_Aim of the task_. Retype every one of the following records word for word, keeping each character and line break unchanged.

_Data section_.
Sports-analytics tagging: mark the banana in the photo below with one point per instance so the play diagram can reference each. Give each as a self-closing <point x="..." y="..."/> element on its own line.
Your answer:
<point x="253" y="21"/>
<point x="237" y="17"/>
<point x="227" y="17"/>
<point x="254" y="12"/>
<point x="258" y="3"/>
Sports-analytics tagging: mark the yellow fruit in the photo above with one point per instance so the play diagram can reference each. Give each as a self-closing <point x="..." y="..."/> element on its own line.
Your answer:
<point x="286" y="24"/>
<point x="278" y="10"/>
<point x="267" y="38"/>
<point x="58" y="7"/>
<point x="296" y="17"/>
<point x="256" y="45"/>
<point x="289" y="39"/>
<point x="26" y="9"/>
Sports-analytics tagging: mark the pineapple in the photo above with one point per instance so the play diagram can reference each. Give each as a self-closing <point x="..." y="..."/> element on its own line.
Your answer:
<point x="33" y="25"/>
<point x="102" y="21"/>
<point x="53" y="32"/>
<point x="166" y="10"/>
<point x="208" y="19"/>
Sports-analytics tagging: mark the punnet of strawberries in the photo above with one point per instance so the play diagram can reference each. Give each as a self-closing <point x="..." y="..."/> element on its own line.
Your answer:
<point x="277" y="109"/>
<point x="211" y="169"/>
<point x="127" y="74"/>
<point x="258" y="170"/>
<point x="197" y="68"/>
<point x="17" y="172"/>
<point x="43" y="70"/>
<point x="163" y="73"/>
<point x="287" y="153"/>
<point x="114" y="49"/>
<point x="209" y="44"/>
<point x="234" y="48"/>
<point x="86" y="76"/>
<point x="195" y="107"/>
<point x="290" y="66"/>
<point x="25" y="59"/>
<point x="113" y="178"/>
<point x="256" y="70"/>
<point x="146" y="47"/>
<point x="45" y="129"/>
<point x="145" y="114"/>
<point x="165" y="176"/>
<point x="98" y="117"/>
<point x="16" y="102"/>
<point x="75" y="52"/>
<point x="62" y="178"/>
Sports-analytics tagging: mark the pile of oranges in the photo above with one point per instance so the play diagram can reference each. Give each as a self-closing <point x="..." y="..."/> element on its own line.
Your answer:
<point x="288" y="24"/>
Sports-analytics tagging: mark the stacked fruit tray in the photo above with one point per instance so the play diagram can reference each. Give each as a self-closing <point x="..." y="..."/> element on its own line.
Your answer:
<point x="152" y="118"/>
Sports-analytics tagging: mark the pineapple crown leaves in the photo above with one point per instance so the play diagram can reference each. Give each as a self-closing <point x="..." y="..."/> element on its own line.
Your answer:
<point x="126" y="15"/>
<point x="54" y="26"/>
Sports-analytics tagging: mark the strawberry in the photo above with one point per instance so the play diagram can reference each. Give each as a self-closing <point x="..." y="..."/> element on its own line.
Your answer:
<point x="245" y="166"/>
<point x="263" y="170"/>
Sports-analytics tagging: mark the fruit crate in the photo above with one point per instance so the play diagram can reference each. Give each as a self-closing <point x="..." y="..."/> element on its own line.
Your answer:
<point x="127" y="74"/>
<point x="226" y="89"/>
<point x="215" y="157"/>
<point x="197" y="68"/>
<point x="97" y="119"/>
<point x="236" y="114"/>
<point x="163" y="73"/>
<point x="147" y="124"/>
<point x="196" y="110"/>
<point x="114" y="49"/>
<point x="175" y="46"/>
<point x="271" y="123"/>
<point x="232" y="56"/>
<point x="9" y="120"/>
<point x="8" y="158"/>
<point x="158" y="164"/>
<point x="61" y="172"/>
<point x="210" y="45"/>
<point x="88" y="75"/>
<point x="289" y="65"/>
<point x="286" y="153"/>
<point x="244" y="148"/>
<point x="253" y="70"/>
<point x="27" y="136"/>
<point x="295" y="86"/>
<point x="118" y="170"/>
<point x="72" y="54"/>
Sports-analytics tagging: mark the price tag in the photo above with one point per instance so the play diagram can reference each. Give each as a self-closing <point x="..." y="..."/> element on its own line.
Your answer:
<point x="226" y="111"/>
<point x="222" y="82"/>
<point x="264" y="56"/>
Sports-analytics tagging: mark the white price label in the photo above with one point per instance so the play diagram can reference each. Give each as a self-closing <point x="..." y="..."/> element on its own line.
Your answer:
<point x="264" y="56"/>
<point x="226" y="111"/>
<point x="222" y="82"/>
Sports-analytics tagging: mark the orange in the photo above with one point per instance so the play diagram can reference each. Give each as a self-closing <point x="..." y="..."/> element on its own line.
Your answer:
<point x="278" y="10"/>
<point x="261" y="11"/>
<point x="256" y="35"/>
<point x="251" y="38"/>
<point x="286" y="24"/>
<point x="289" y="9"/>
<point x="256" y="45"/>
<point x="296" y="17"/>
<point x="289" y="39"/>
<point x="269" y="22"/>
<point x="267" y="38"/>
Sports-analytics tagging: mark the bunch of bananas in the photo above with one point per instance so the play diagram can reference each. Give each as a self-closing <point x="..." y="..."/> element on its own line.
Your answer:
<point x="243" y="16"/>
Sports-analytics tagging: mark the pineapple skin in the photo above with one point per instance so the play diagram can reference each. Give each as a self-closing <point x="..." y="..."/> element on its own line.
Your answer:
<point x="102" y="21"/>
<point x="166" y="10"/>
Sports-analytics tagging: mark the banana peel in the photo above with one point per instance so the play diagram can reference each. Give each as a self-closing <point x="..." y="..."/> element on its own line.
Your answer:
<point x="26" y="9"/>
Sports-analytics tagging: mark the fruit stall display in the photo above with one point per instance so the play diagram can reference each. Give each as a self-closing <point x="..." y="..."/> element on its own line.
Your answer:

_Exercise solution_.
Sports-analytics tagging: mark the banana in the photo below with one point per instance so the play diagram can reference each. Give each as a self-closing <point x="..." y="..."/> element on its own line.
Your answer:
<point x="253" y="21"/>
<point x="237" y="17"/>
<point x="227" y="17"/>
<point x="254" y="12"/>
<point x="258" y="3"/>
Sports-analytics tagging: mark the yellow fruit in the photo above with one point per instance so the play diagram can reference each. Give each as a self-closing <point x="..." y="..."/> element on its own line.
Your answer:
<point x="286" y="24"/>
<point x="278" y="10"/>
<point x="267" y="38"/>
<point x="58" y="7"/>
<point x="296" y="17"/>
<point x="256" y="45"/>
<point x="289" y="39"/>
<point x="26" y="9"/>
Sports-analytics tagging: mark the pineapple in the photo above with one point per instance so the play diagram can reference each. Give each as a self-closing <point x="..." y="..."/> element on its own line.
Your answer:
<point x="33" y="25"/>
<point x="102" y="21"/>
<point x="53" y="32"/>
<point x="166" y="10"/>
<point x="208" y="19"/>
Sports-analytics tagging: mark the punnet of strawberries in the photo above with one point per instance so the play diagram can reference each. Give each as a self-closing <point x="..." y="..."/> element on its own line.
Your answer:
<point x="277" y="109"/>
<point x="211" y="169"/>
<point x="127" y="74"/>
<point x="258" y="170"/>
<point x="197" y="68"/>
<point x="17" y="172"/>
<point x="43" y="70"/>
<point x="163" y="73"/>
<point x="287" y="153"/>
<point x="114" y="49"/>
<point x="209" y="44"/>
<point x="234" y="48"/>
<point x="86" y="76"/>
<point x="195" y="107"/>
<point x="290" y="66"/>
<point x="25" y="59"/>
<point x="113" y="178"/>
<point x="256" y="70"/>
<point x="146" y="47"/>
<point x="45" y="129"/>
<point x="145" y="114"/>
<point x="165" y="176"/>
<point x="98" y="117"/>
<point x="16" y="102"/>
<point x="75" y="52"/>
<point x="62" y="178"/>
Sports-analytics tagging: mark the pile of oranges in the photo above with one point per instance so the play diagram can reference each. Give each as a self-closing <point x="..." y="..."/> element on its own line.
Your answer:
<point x="288" y="24"/>
Sports-analytics tagging: mark the stacked fruit tray in the photo above with one point per instance so the play diagram can reference each. Give each as a self-closing <point x="..." y="..."/> element on its own line.
Your answer:
<point x="152" y="118"/>
Sports-analytics tagging: mark the pineapple crown leaves in the photo above with one point per instance so the play diagram can reference each. Give each as a self-closing <point x="..." y="..."/> element on its own line.
Your answer:
<point x="126" y="15"/>
<point x="54" y="26"/>
Sports-analytics tagging: mark the strawberry in the photo above with one point per instance so the play diagram can reference each. Give each as a self-closing <point x="..." y="..."/> element on its own line.
Your answer:
<point x="245" y="166"/>
<point x="263" y="170"/>
Sports-analytics tagging: mark the fruit crate in the photo above with one point per instance so the play diagram can reference each. Give each as a self-closing <point x="..." y="..."/> element on its own line.
Your answer:
<point x="127" y="74"/>
<point x="226" y="89"/>
<point x="215" y="157"/>
<point x="197" y="68"/>
<point x="97" y="119"/>
<point x="236" y="114"/>
<point x="163" y="73"/>
<point x="147" y="124"/>
<point x="196" y="110"/>
<point x="114" y="49"/>
<point x="175" y="46"/>
<point x="271" y="123"/>
<point x="232" y="56"/>
<point x="9" y="120"/>
<point x="8" y="158"/>
<point x="158" y="164"/>
<point x="61" y="172"/>
<point x="210" y="45"/>
<point x="88" y="75"/>
<point x="289" y="65"/>
<point x="286" y="153"/>
<point x="244" y="148"/>
<point x="253" y="70"/>
<point x="27" y="136"/>
<point x="295" y="86"/>
<point x="118" y="170"/>
<point x="72" y="54"/>
Sports-analytics tagging: mark the price tag in the photo above with one point per instance so the play diagram can reference each. Give each as a self-closing <point x="..." y="..."/> element on its own line.
Your answer:
<point x="226" y="111"/>
<point x="222" y="82"/>
<point x="264" y="56"/>
Sports-analytics tagging: mark the white price label in the photo above with one point per instance so the play diagram can reference each. Give each as a self-closing <point x="..." y="..."/> element on its own line.
Your answer:
<point x="264" y="56"/>
<point x="226" y="111"/>
<point x="222" y="82"/>
Sports-analytics tagging: mark the orange in the photo above with one point per instance so the play diagram can reference each. Give each as a self-closing <point x="..." y="..."/> element on its own line.
Your answer:
<point x="278" y="10"/>
<point x="261" y="11"/>
<point x="256" y="35"/>
<point x="251" y="38"/>
<point x="286" y="24"/>
<point x="289" y="9"/>
<point x="256" y="45"/>
<point x="296" y="17"/>
<point x="289" y="39"/>
<point x="269" y="22"/>
<point x="267" y="38"/>
Sports-analytics tagging: mark the bunch of bananas in the photo above with one point per instance so the play diagram can reference each. Give each as a self-closing <point x="..." y="..."/> element on its own line.
Your answer:
<point x="243" y="16"/>
Sports-analytics tagging: mark the pineapple skin in the photo above with one point per instance so the play diagram can reference each. Give each as a self-closing <point x="..." y="..."/> element on its own line.
Your answer:
<point x="102" y="21"/>
<point x="166" y="10"/>
Sports-analytics tagging: mark the banana peel in the photo above with one point per instance so the play diagram can reference each. Give each as a self-closing <point x="..." y="..."/> element on its own line.
Your answer:
<point x="26" y="9"/>
Sports-analytics tagging: mark the fruit stall display in the photo above with one point per instance so the play diagram can reference each. Give each as a self-closing <point x="..." y="..."/> element on its own line.
Your answer:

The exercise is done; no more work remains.